TRY IT:
Continue the article about the judicial review of puberty blocker treatment for trans teens from the point where it stops.

EXTRACTED TEXT:
Families of trans children are worried a court may stop them getting puberty blockers
Families of trans children are worried they may lose access to hormone blockers – despite the drugs being life-savers.
The way Britain’s National Health Service cares for trans teens is about to undergo a judicial review.
In particular, the case targets hormone blockers which can delay puberty for young trans people. But those bringing the case say children can not give informed consent to the treatment.
High court judge Mr Justice Supperstone has given the go-ahead for a judicial review of the Tavistock and Portman NHS Foundation Trust’s treatment of trans teens.
The mental health trust in north London is the only NHS service which runs a clinic for transgender people aged under 18. Therefore, it is a magnet for trans children from across the country seeking help.
Why is trans treatment under review?
‘Gender critical’ activists who oppose treating trans teens crowdfunded more than £65,000 to cover the costs of the legal challenge.
They are bringing it on behalf of two claimants. The first, Keira Bell, started seeing the Gender Identity Development Service (GIDS) at 16. At the time she identified as a trans boy, but she now regrets the treatment she took.
A second claimant, identified only as Mum A, is a mother who does not support her 15-year-old child’s referral to the GIDS.
However, the threat to hormone blockers or puberty blockers has many parents worried.
The blockers temporarily prevent the development of sexual characteristics during puberty – like facial hair or an Adam’s apple. As a result, it can help ensure young people face avoid some gender-affirming surgeries later in life.
Moreover a study published in the journal Pediatrics this January found the blockers help trans teen’s mental health. Those with access to the treatment are less at risk of suicide.

GIVEN INFORMATION:

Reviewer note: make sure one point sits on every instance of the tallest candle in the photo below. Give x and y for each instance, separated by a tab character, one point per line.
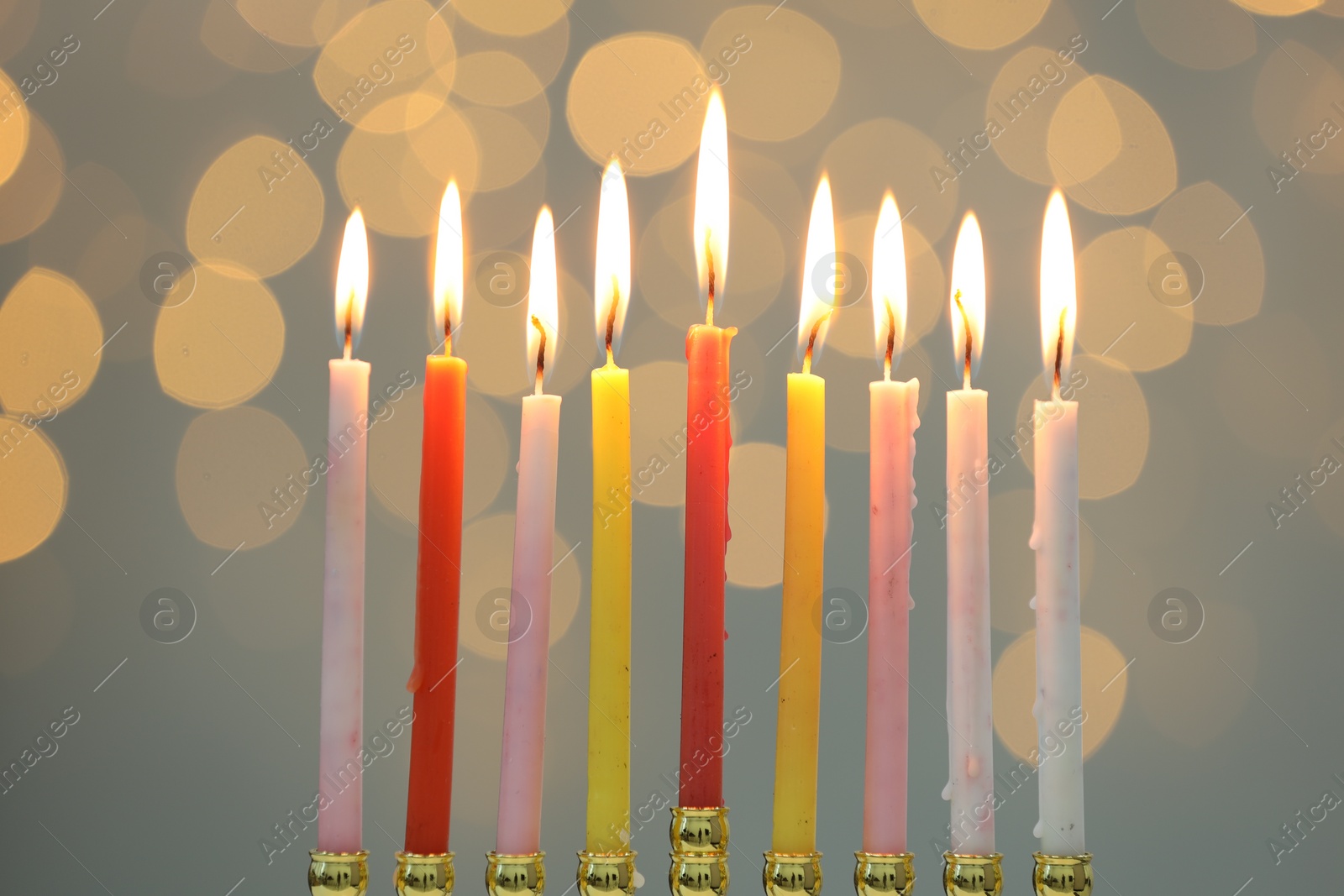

OUTPUT OF THE TASK:
A father of a 14-year-old boy currently waiting to see the clinic told the i:
‘It would be an absolute slap in the face for his identity and every other trans person.
‘For two and a bit years now, [my son] has been living as a boy without any wavering whatsoever.
‘It’s important for his well-being and his mental health, and the fact that he has periods is a complete headfuck for him.’
The dad says he initially thought the boy’s desire to transition may be a phase, but it is now clear it is not.
‘He’s much happier being a boy,’ he added.
Like this boy, many patients wait years to get to the clinic.
GIDS defends policies
Meanwhile the Gender Identity Development Service has defended the way it treats young people who come to it ‘in considerable distress’.
The NHS says hormone blockers are ‘considered to be fully reversible’. The claimants in the case say they are ‘experimental’ but doctors have used them for 30 years.
In a statement, the service said blockers and other physical interventions are only used by a minority of patients.
But it added: ‘It is important this option remains available and is informed by the latest evidence.’
And it said there was a lot of misinformation about what it does.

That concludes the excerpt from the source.